Ein Gastbitrag von Nabi Yücel

Die Entscheidung der Stadt Köln zum zweijährigen Modellprojekt „Öffentlichen Gebetsruf“ wird von Muslimen und den islamischen Dachverbänden begrüßt. Das ist eine Geste des eigenen Selbstverständnisses dieser Muslime und Dachverbände, die sich bislang in der Ausübung des Muezzin-Rufes trotz ihrer Religionsfreiheit überaus geduldig gezeigt und entsprechend zurückgehalten haben.

◆ **AUFGABE A**: Nenne nur die Zahl der Zeilen in den Datensätzen, in denen die Zeichenfolge „operator“ vorkommt.

◆ **BEREITGESTELLTE DATEN**:
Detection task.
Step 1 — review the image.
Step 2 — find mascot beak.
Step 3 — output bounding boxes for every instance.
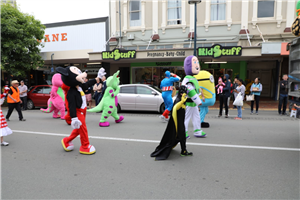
[56,67,69,76]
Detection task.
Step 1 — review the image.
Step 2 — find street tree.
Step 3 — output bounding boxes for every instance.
[0,3,45,76]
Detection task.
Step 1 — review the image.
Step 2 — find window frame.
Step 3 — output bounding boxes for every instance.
[167,0,182,26]
[255,0,277,21]
[128,0,142,27]
[209,0,228,23]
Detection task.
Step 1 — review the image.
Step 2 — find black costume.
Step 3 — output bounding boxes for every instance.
[151,86,192,160]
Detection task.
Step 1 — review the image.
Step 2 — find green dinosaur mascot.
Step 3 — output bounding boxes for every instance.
[87,71,124,127]
[292,0,300,37]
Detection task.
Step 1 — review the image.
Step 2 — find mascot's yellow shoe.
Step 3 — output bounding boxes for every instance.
[79,145,96,155]
[61,138,74,151]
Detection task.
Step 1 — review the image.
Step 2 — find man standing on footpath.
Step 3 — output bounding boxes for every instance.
[278,74,288,115]
[6,80,26,121]
[19,80,28,110]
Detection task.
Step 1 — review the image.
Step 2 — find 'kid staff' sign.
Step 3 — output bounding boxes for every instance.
[102,49,136,61]
[198,44,242,58]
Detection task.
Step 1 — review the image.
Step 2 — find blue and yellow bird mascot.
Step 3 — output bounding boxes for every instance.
[194,70,216,128]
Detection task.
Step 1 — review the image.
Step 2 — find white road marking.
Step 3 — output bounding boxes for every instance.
[13,130,300,152]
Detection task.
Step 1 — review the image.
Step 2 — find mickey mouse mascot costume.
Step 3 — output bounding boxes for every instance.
[56,66,106,154]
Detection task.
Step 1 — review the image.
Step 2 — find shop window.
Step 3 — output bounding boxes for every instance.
[168,0,181,25]
[137,87,152,95]
[139,45,155,50]
[123,46,137,50]
[129,0,141,26]
[32,87,43,94]
[210,0,226,21]
[43,87,51,94]
[257,0,275,18]
[156,44,173,49]
[120,86,135,94]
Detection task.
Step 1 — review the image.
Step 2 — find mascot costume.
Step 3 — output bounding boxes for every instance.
[88,71,124,127]
[182,56,206,138]
[40,74,65,119]
[56,66,105,154]
[292,0,300,37]
[150,86,193,160]
[61,83,72,125]
[194,70,216,128]
[159,71,180,122]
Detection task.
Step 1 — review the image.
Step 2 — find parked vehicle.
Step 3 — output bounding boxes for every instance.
[27,85,51,110]
[118,84,165,113]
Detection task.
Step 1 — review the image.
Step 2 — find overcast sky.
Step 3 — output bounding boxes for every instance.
[17,0,109,24]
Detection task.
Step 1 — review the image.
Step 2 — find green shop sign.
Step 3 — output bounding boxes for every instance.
[102,49,136,61]
[198,44,242,58]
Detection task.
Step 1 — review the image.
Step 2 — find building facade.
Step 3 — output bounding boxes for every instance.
[89,0,296,99]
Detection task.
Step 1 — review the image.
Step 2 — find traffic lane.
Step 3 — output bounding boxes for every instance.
[0,133,299,199]
[8,111,300,148]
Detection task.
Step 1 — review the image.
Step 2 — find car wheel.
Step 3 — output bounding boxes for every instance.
[159,103,165,114]
[117,104,121,113]
[27,99,34,110]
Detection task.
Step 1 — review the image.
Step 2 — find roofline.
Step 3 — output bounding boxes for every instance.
[44,17,108,28]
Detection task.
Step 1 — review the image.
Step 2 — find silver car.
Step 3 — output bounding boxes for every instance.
[118,84,165,113]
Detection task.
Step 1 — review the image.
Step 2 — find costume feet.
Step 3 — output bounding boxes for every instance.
[99,122,109,127]
[61,138,74,151]
[79,145,96,155]
[194,130,206,137]
[180,150,193,156]
[116,115,124,123]
[0,141,9,146]
[201,122,209,128]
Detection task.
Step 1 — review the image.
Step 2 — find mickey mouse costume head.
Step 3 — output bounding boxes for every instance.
[56,66,106,154]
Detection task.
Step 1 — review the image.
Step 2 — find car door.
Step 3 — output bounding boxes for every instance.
[40,86,51,107]
[31,87,44,106]
[118,86,136,110]
[136,86,158,111]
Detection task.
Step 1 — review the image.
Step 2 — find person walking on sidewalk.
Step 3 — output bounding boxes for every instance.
[278,74,288,115]
[234,79,246,120]
[218,74,231,118]
[19,80,28,110]
[250,77,262,115]
[6,80,26,121]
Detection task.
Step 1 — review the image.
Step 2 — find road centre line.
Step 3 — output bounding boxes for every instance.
[12,130,300,152]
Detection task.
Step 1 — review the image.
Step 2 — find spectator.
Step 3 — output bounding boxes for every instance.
[250,77,262,115]
[278,74,288,115]
[218,74,231,118]
[93,79,102,106]
[234,79,246,120]
[232,76,238,108]
[99,76,106,102]
[19,80,28,110]
[6,80,26,121]
[84,78,92,109]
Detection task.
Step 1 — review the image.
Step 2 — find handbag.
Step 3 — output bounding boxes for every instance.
[246,94,254,101]
[233,93,243,106]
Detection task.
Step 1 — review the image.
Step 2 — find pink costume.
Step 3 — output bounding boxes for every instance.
[41,73,65,119]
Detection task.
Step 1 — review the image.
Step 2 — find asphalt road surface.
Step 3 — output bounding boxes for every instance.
[0,108,300,199]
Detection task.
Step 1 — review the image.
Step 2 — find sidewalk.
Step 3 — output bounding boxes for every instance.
[209,100,280,111]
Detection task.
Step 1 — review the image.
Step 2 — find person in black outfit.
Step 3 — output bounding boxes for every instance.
[150,86,193,160]
[218,74,231,118]
[278,74,288,115]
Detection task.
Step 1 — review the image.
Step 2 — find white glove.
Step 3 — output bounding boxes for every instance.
[97,67,106,78]
[71,117,82,129]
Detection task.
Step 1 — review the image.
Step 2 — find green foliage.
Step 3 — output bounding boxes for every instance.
[0,4,45,76]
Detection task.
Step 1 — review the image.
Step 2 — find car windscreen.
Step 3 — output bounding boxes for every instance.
[149,85,162,93]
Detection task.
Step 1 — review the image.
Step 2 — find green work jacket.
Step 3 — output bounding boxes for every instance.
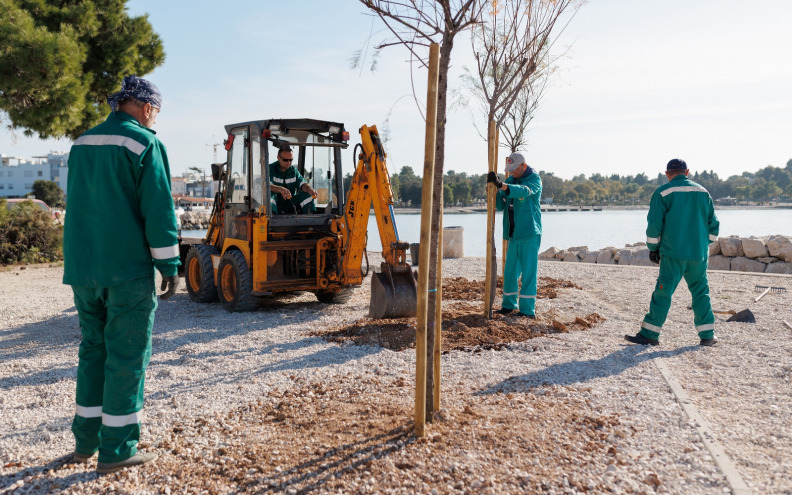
[495,172,542,241]
[646,175,720,261]
[270,161,306,196]
[63,112,179,287]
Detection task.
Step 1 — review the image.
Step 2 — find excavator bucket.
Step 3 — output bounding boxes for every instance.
[369,263,418,318]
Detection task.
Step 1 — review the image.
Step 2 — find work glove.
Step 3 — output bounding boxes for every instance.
[649,251,660,265]
[160,276,179,301]
[487,172,503,189]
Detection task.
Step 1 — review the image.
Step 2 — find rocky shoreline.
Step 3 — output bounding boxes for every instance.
[539,235,792,275]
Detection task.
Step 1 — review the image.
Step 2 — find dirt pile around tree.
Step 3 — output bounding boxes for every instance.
[312,277,605,353]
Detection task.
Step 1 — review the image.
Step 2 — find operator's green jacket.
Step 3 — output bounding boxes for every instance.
[495,172,542,241]
[63,112,179,287]
[646,175,720,261]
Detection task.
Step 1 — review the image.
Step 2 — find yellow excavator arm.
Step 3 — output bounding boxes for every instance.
[342,125,417,318]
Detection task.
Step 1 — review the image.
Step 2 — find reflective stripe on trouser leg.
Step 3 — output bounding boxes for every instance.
[509,236,542,315]
[639,256,685,340]
[685,260,715,339]
[75,276,157,462]
[501,241,522,309]
[72,286,107,460]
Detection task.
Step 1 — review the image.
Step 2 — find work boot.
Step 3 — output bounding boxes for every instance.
[96,452,159,474]
[66,451,96,464]
[624,333,660,345]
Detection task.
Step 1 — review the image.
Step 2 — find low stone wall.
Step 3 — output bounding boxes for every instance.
[539,235,792,274]
[179,211,211,230]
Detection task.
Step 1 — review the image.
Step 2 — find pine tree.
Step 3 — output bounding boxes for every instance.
[0,0,165,139]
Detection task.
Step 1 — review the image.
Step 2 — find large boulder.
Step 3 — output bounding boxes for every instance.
[765,262,792,275]
[718,236,745,258]
[597,248,616,265]
[765,235,792,261]
[619,249,633,265]
[539,247,560,261]
[742,237,768,259]
[731,256,767,273]
[708,254,731,271]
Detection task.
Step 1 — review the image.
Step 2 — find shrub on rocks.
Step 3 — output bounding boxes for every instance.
[718,236,745,258]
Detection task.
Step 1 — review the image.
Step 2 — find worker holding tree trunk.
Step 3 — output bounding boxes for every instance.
[487,153,542,318]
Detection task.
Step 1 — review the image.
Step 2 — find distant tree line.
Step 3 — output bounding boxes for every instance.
[344,159,792,207]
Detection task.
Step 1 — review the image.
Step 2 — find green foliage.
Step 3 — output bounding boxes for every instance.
[0,198,63,264]
[33,180,64,208]
[0,0,165,139]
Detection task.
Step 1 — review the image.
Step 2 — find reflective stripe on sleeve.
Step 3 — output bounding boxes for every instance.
[74,134,146,155]
[660,186,709,197]
[641,322,663,333]
[74,404,102,418]
[149,244,179,260]
[102,411,143,428]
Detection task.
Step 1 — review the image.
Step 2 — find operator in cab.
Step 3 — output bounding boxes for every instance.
[269,146,317,214]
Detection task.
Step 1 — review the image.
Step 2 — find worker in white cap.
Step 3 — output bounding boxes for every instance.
[487,153,542,319]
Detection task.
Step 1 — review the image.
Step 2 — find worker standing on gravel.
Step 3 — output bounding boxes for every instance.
[624,158,719,346]
[269,146,317,213]
[63,76,179,473]
[487,153,542,318]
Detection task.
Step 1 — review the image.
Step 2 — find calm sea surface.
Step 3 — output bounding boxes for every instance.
[183,209,792,256]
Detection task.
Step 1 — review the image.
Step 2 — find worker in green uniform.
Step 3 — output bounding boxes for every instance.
[269,146,317,213]
[624,158,719,346]
[487,153,542,319]
[63,76,179,473]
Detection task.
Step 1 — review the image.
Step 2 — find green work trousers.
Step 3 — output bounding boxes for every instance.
[639,256,715,340]
[501,236,542,315]
[72,278,157,462]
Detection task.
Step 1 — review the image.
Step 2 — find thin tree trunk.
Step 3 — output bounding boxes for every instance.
[426,36,454,422]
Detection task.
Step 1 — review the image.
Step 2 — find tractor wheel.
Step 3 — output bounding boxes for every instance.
[184,244,219,302]
[217,250,259,313]
[316,289,352,304]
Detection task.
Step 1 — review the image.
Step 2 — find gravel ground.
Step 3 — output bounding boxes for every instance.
[0,256,792,494]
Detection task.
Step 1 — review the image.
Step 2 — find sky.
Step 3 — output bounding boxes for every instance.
[0,0,792,179]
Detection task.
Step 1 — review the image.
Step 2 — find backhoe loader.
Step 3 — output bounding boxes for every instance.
[180,119,416,318]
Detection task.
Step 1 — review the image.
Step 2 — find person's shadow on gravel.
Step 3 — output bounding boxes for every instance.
[475,345,699,395]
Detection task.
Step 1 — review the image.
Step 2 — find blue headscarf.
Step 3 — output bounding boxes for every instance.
[107,76,162,112]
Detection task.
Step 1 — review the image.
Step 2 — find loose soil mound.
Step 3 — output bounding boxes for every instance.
[313,277,605,353]
[139,377,633,493]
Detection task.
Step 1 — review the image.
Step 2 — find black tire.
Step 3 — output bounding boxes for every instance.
[316,289,352,304]
[184,244,219,303]
[217,250,259,313]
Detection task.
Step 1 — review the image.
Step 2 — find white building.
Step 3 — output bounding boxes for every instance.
[0,152,69,198]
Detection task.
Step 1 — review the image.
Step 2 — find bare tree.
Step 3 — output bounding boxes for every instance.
[360,0,486,421]
[464,0,583,317]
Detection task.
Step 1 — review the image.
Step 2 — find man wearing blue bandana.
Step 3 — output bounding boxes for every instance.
[269,146,317,213]
[487,153,542,319]
[624,158,720,346]
[63,76,179,473]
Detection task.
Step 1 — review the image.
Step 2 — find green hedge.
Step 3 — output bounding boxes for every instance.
[0,198,63,264]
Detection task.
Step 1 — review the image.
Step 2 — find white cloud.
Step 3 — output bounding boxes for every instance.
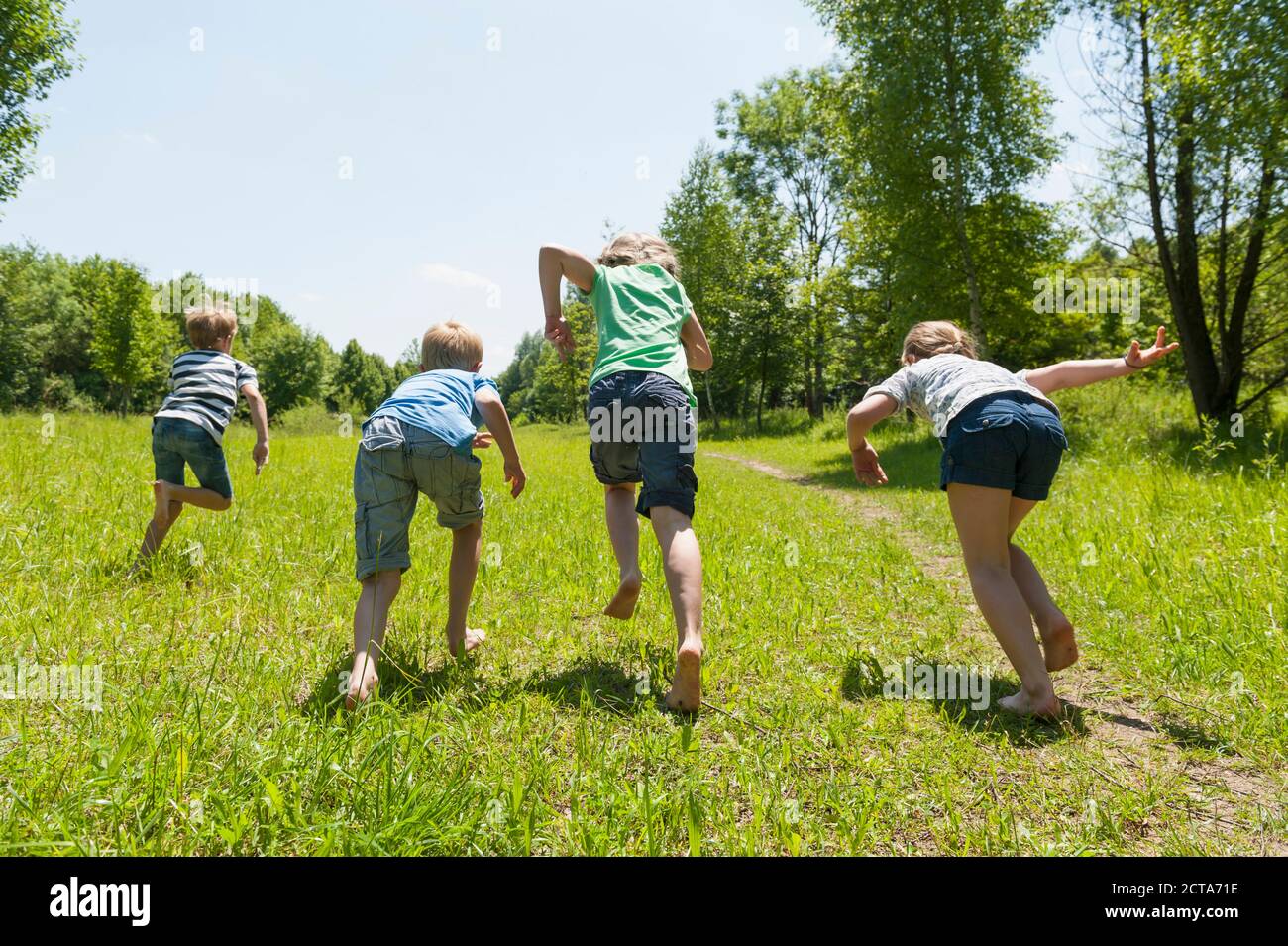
[416,263,493,289]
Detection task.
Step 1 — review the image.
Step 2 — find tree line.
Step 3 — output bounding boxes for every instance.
[498,0,1288,423]
[0,245,420,416]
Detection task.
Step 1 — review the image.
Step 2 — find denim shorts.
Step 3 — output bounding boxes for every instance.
[353,417,483,581]
[152,417,233,499]
[587,370,698,519]
[939,391,1069,500]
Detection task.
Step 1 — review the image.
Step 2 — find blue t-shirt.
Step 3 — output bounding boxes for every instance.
[368,368,496,453]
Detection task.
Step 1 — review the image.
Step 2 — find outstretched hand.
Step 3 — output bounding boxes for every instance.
[546,315,577,361]
[850,440,890,486]
[1124,326,1181,369]
[502,462,528,499]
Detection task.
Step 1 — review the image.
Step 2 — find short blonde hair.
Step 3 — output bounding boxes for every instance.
[183,302,237,349]
[420,321,483,370]
[903,322,979,362]
[599,231,680,279]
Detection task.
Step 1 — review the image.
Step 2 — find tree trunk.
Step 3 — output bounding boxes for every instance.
[1138,3,1229,418]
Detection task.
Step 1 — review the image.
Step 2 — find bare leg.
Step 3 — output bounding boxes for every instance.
[1010,509,1078,672]
[344,569,402,709]
[649,506,702,713]
[604,482,644,620]
[154,482,233,512]
[129,480,183,576]
[447,523,485,657]
[948,482,1060,715]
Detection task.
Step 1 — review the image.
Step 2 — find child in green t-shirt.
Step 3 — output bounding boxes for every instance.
[540,233,711,712]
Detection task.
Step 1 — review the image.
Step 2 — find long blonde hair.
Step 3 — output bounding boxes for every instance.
[599,231,680,279]
[903,322,979,363]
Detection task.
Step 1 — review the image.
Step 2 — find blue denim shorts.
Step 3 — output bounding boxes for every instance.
[152,417,233,499]
[353,417,483,581]
[587,370,698,519]
[939,391,1069,500]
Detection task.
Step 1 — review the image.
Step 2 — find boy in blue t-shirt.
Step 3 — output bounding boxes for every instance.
[343,322,527,709]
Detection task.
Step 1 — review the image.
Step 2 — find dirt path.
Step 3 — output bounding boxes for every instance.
[703,451,1288,853]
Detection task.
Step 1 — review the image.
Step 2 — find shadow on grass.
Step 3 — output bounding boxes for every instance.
[841,654,1087,747]
[518,645,675,715]
[299,648,674,721]
[1150,715,1235,756]
[299,646,486,721]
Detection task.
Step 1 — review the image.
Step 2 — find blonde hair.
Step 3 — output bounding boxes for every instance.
[183,302,237,349]
[903,322,979,362]
[599,231,680,279]
[420,319,483,370]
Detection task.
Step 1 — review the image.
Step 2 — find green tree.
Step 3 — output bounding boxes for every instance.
[528,297,599,422]
[1091,0,1288,421]
[253,321,331,414]
[0,0,77,203]
[331,339,394,413]
[716,69,847,417]
[811,0,1057,350]
[76,257,166,414]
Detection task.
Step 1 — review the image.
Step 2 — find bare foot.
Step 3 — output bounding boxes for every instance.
[1038,611,1078,672]
[666,641,702,713]
[344,651,380,709]
[604,572,644,620]
[997,689,1061,719]
[447,628,486,658]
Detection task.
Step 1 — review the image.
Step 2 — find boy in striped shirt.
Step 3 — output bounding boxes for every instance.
[130,305,268,573]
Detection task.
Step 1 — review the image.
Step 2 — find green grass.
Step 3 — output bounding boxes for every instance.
[0,396,1288,855]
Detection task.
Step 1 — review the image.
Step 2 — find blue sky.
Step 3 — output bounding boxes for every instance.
[0,0,1095,373]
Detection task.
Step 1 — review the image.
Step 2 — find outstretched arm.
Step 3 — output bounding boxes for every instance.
[1024,326,1181,394]
[242,384,268,476]
[845,394,899,486]
[474,387,528,498]
[537,244,595,358]
[680,309,713,370]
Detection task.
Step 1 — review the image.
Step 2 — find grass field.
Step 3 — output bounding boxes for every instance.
[0,397,1288,855]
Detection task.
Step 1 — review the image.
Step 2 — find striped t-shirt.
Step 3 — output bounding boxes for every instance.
[156,349,259,444]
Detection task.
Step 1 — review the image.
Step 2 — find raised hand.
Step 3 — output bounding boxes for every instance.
[503,462,528,499]
[850,440,890,486]
[546,315,577,361]
[1124,326,1181,369]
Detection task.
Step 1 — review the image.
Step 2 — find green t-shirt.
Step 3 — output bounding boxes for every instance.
[588,263,698,408]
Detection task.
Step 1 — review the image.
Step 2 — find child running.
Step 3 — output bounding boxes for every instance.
[846,322,1179,717]
[345,322,527,709]
[130,304,268,576]
[538,233,711,713]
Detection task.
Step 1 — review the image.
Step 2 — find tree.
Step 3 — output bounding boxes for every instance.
[661,145,796,430]
[76,257,166,414]
[253,320,331,416]
[1091,0,1288,421]
[331,339,394,413]
[811,0,1057,349]
[0,0,77,203]
[491,332,545,417]
[528,295,599,422]
[716,69,846,417]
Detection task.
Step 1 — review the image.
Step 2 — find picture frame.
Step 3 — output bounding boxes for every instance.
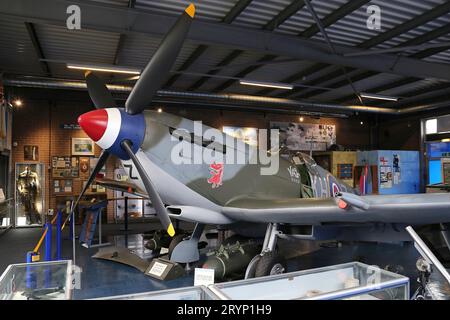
[72,138,94,156]
[23,145,39,161]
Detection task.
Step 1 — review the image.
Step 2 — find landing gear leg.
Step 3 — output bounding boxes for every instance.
[245,223,286,279]
[170,223,205,263]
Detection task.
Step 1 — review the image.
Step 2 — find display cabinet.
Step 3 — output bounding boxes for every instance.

◆ **AUFGABE B**:
Beantworte anhand des Textauszugs die folgenden Fragen:
(i) Von wem stammt der Gastbeitrag?
(ii) Wie lange läuft das Modellprojekt „Öffentlicher Gebetsruf“?
(iii) Wer begrüßt die Entscheidung der Stadt Köln?

◆ **LÖSUNG A**: 2

◆ **LÖSUNG B**:
(i) Von Nabi Yücel.
(ii) Zwei Jahre.
(iii) Muslime und die islamischen Dachverbände.